Instruction:
Copy every one of the rows below word for word, leaving out the pictures.

Records shown:
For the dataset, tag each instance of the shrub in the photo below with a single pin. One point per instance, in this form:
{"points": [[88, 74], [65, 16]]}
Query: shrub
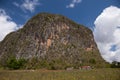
{"points": [[13, 63], [92, 61]]}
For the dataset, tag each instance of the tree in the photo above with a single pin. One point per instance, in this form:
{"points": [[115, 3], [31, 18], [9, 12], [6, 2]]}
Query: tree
{"points": [[14, 63]]}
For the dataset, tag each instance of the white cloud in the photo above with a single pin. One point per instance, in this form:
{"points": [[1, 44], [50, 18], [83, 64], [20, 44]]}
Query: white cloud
{"points": [[73, 3], [107, 33], [6, 24], [29, 5], [16, 4]]}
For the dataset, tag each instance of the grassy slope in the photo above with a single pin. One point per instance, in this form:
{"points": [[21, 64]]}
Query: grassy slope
{"points": [[94, 74]]}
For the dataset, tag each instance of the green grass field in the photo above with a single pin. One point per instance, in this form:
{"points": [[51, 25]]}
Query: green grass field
{"points": [[94, 74]]}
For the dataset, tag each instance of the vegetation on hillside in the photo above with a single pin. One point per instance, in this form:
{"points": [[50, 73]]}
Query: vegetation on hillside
{"points": [[53, 42], [94, 74]]}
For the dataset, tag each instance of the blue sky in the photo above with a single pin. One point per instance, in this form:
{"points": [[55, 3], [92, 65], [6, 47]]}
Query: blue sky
{"points": [[84, 12], [102, 16]]}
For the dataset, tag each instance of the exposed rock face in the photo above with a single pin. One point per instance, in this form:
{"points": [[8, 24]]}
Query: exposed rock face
{"points": [[54, 39]]}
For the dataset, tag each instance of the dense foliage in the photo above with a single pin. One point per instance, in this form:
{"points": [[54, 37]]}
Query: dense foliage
{"points": [[14, 63]]}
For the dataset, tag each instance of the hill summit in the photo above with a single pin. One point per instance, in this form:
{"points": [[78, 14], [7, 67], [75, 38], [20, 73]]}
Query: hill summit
{"points": [[51, 41]]}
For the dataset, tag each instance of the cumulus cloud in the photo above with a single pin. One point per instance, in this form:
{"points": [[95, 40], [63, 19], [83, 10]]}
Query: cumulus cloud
{"points": [[6, 24], [107, 33], [73, 3], [27, 5]]}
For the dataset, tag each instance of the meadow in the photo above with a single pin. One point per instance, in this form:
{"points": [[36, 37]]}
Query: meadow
{"points": [[93, 74]]}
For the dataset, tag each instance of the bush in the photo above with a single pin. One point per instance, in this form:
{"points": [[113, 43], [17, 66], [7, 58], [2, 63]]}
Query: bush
{"points": [[115, 64], [14, 63]]}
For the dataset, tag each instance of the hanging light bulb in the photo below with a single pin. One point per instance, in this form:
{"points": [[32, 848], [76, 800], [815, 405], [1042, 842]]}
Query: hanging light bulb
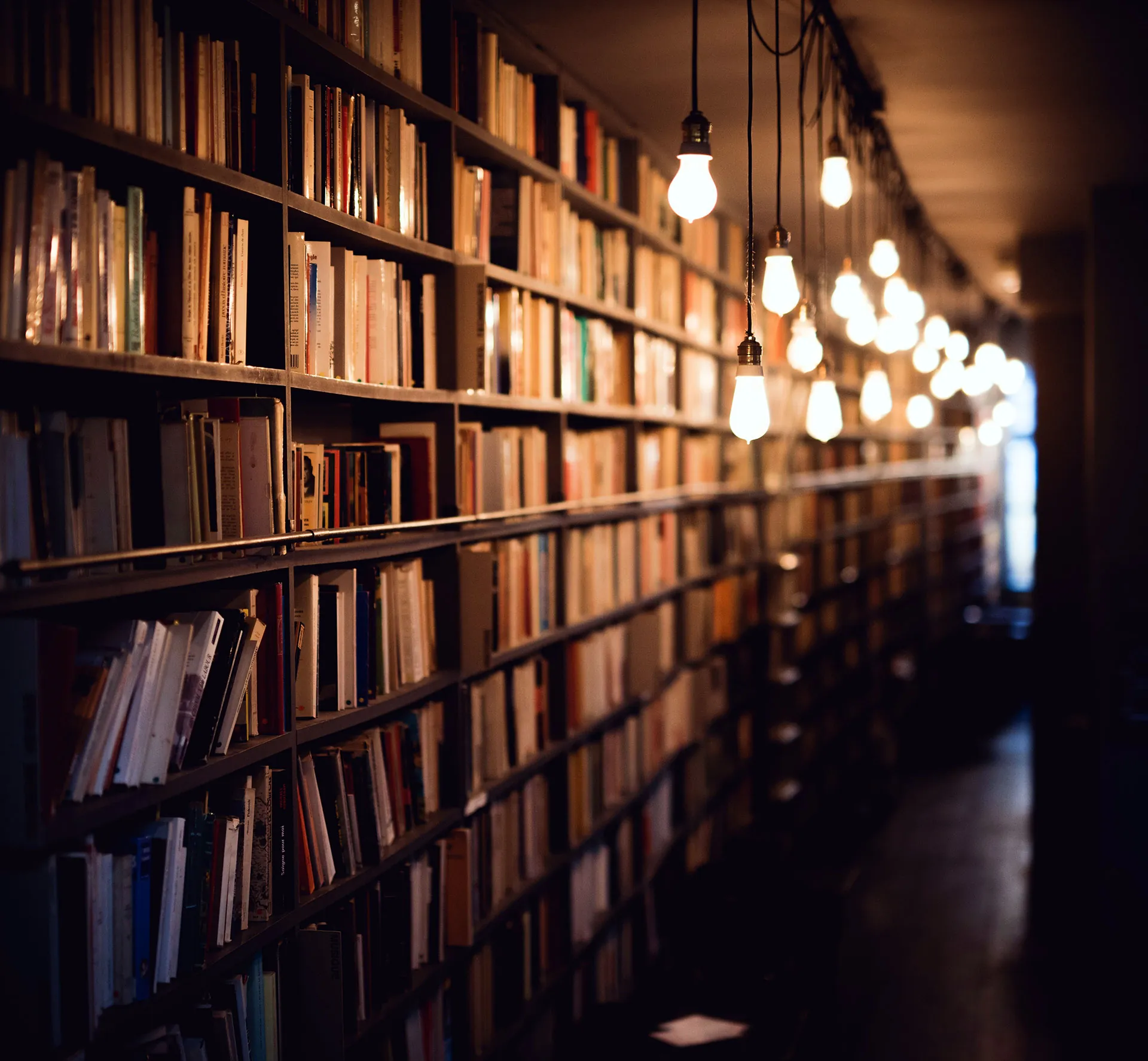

Output below:
For the dataset, tag each instance of the shrub in the photo below with a single pin. One point per instance, in this form:
{"points": [[88, 74], [65, 16]]}
Query: shrub
{"points": [[13, 63], [92, 61]]}
For the dataset, tag each instance of the tree in the photo above with a single pin. One point per instance, in this form:
{"points": [[115, 3], [31, 18], [9, 12], [6, 2]]}
Query: tree
{"points": [[14, 63]]}
For the dataset, tag each instance of the white cloud in the photo above with a single pin. One point per instance, in this form:
{"points": [[1, 44], [50, 18], [83, 64], [20, 44]]}
Query: white cloud
{"points": [[73, 3], [107, 33], [6, 24], [29, 5], [16, 4]]}
For the dataset, tag each instance of the grassy slope in the photo above with a single pin. One point per instance, in this form:
{"points": [[21, 64]]}
Query: grassy slope
{"points": [[94, 74]]}
For the dataset, tag each instance of the green grass field in the photo above with a single pin. One point per instance, in this form:
{"points": [[51, 25]]}
Query: green grass field
{"points": [[94, 74]]}
For the dataset, tag each instance of the vegetation on hillside in the photo above with a single pin. One point per instance, in this form:
{"points": [[50, 73]]}
Query: vegetation on hillside
{"points": [[53, 42], [94, 74]]}
For the dataset, tag each instance of the blue sky in the photo above with a single pin. One point per instance, in this form:
{"points": [[55, 3], [92, 65], [6, 47]]}
Query: blue sky
{"points": [[84, 12], [102, 16]]}
For the dataset, tag each instance of the exposed rock face in the photo above with a single pin. One point per instance, in this form:
{"points": [[8, 24]]}
Query: exposed rock face
{"points": [[54, 39]]}
For the dataset, tag each instance of the dense foliage in the photo above with a single pin. One point per instance, in this form:
{"points": [[54, 37]]}
Query: dense foliage
{"points": [[14, 63]]}
For the dataset, tag each instance of the hill summit in the photo above with a single pin. One point per instance, in this form:
{"points": [[78, 14], [7, 67], [75, 38], [20, 73]]}
Query: hill summit
{"points": [[51, 41]]}
For the dataset, tag each instance of the cumulus cloud in the photo above with a single pin. One point per instance, in this form:
{"points": [[95, 40], [63, 19], [83, 10]]}
Query: cumulus cloud
{"points": [[6, 24], [107, 33], [73, 3], [27, 5]]}
For the dataset, tag each instance of the meadow in the photo above with a single pin. One point per instance, in this form:
{"points": [[36, 37]]}
Query: meadow
{"points": [[93, 74]]}
For the dataset, tag each instance of the bush in the photo above with a single pin. One point per instance, in this form:
{"points": [[113, 43], [17, 66], [7, 58], [2, 63]]}
Query: bush
{"points": [[115, 64], [14, 63]]}
For the dataset, tag each instance of the hanging light bulb in the photo below with a single pin. One point per instance, in this form:
{"points": [[32, 848], [76, 800], [815, 405], [1042, 842]]}
Query: hanging light bulb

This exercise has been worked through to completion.